---- Recorded data

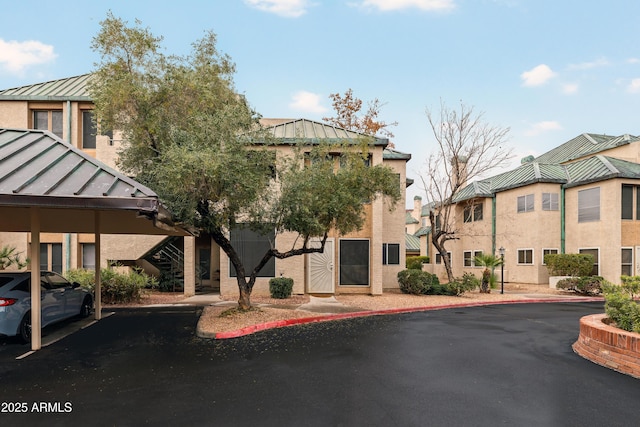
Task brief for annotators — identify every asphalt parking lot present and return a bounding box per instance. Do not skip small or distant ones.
[0,303,640,426]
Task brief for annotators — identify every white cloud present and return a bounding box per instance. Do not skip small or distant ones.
[0,39,58,74]
[569,58,610,70]
[520,64,556,86]
[289,90,327,113]
[627,78,640,93]
[562,83,579,95]
[524,120,562,136]
[244,0,313,18]
[357,0,456,12]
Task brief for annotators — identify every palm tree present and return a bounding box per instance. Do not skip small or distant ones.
[473,254,502,294]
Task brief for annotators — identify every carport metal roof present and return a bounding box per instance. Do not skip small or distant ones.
[0,129,189,350]
[0,129,185,235]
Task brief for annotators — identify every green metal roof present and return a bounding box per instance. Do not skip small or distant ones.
[535,133,638,164]
[382,148,411,161]
[262,119,389,147]
[455,155,640,197]
[0,74,91,101]
[404,212,420,224]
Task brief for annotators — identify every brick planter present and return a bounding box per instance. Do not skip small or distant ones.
[573,313,640,378]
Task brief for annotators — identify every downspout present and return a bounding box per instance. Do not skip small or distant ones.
[64,100,72,271]
[491,193,496,255]
[560,186,566,254]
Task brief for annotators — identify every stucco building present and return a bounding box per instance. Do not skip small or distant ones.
[412,133,640,284]
[0,74,411,296]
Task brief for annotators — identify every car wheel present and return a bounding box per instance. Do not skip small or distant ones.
[80,295,93,317]
[18,312,31,344]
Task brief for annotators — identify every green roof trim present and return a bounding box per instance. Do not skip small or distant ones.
[0,74,91,101]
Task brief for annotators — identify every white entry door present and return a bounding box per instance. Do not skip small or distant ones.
[307,239,336,294]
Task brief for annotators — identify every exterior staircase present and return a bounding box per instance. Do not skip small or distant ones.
[143,236,207,293]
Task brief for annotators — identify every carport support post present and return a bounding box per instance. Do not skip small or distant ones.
[29,207,42,351]
[93,211,102,320]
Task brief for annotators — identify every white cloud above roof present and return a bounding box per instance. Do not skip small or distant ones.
[0,39,58,74]
[569,58,611,70]
[358,0,456,12]
[520,64,556,86]
[289,90,327,113]
[562,83,580,95]
[627,78,640,93]
[244,0,313,18]
[524,120,562,136]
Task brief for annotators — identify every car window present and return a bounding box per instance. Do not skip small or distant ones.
[11,277,30,292]
[45,272,70,288]
[0,276,13,288]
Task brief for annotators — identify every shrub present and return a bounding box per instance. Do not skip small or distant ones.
[406,256,429,270]
[556,276,605,296]
[544,254,594,277]
[65,268,155,304]
[603,276,640,333]
[269,277,293,299]
[398,269,440,295]
[442,273,481,296]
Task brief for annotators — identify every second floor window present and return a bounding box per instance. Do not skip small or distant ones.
[33,110,62,138]
[518,194,535,213]
[82,111,97,149]
[542,193,559,211]
[578,187,600,222]
[464,203,483,222]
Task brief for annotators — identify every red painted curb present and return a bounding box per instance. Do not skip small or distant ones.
[213,297,604,340]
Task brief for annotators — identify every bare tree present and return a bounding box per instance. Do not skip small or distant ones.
[421,102,512,281]
[322,89,398,148]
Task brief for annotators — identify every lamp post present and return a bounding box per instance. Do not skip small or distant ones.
[498,246,504,294]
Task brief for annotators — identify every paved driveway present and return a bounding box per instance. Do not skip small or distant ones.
[0,303,640,426]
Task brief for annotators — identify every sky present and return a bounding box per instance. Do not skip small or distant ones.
[0,0,640,206]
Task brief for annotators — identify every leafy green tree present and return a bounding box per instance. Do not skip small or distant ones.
[91,13,400,310]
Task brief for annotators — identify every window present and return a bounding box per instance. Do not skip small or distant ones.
[462,251,473,267]
[464,203,483,222]
[40,243,62,273]
[542,193,560,211]
[229,224,276,277]
[518,194,535,213]
[542,249,558,265]
[620,248,633,276]
[340,239,369,286]
[463,251,482,267]
[382,243,400,265]
[620,184,634,219]
[33,110,62,138]
[81,243,96,270]
[578,187,600,222]
[578,249,600,276]
[82,111,97,149]
[518,249,533,265]
[473,203,484,221]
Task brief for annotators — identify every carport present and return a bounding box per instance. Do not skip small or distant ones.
[0,129,189,350]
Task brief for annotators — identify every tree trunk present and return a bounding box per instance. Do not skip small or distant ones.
[238,276,251,311]
[480,268,491,294]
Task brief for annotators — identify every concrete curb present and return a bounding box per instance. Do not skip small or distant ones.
[196,297,604,340]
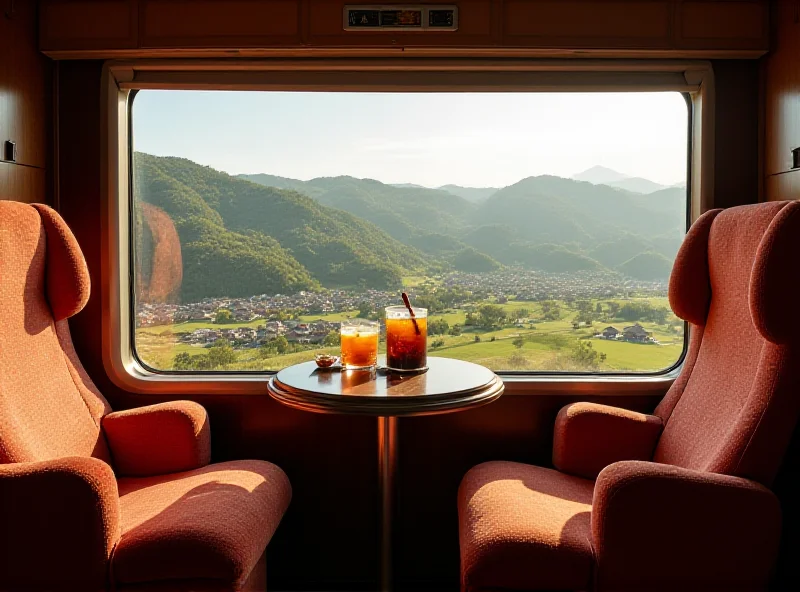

--------

Reproduce everything from the line containing "Task brief for annotators — identify every stucco" down to the line containing "[0,74,411,296]", both ends included. Keep the request line unchanged, and multiply every bounding-box coordinate in the answers by 0.4, rounding to whole numbers with halves rounded up.

Task brief for annotators — identify every stucco building present and return a bounding box per instance. Do not skip small or distant ones.
[165,53,256,114]
[0,30,164,118]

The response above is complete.